[OBJECTIVE]
Quote the comment thread verbatim, starting at "The math is" and ending at "for your life...".

═════ EXCERPTED TEXT ═════

Yeah, you could have just said a small group of people on this planet have the ability to print money out of thin air and eventually will own everything on this planet, but I guess you can say it the way you said it too… I look forward to the future where all of us will own nothing and we will be happy.
The math is simple have the ability to print money out of thin air and you can substantiate any bullshit algorithm even though it is mathematically implausible.... Remember peasant soon you'll own nothing and you'll be happy. There are people a lot smarter than you that know what's best for your life...
@ditke71 AFAIK Copulas do not make any assumptions about the form of marginal distributions. It only makes assumptions about the form of the relationships between the marginals. The Gaussian copula does not assume that the marginals have normal distributions.....otherwise there would be no difference between multivariate normal distribution and Gaussian copula. Hope that was helpful and if anyone thinks I am wrong I am open to discussion.

═════ DATA ═════

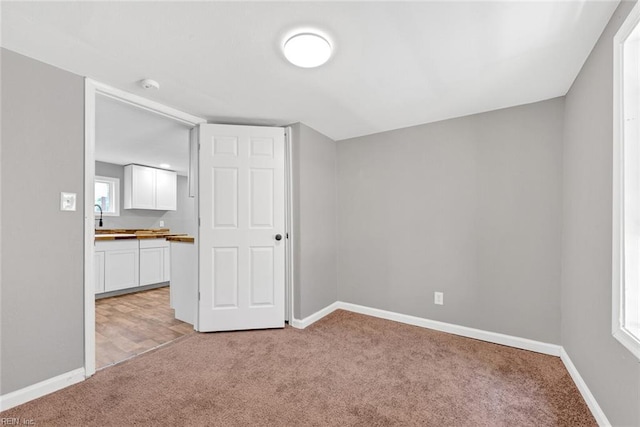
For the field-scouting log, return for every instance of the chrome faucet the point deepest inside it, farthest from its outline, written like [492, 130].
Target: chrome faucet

═════

[WRITTEN SOLUTION]
The math is simple have the ability to print money out of thin air and you can substantiate any bullshit algorithm even though it is mathematically implausible.... Remember peasant soon you'll own nothing and you'll be happy. There are people a lot smarter than you that know what's best for your life...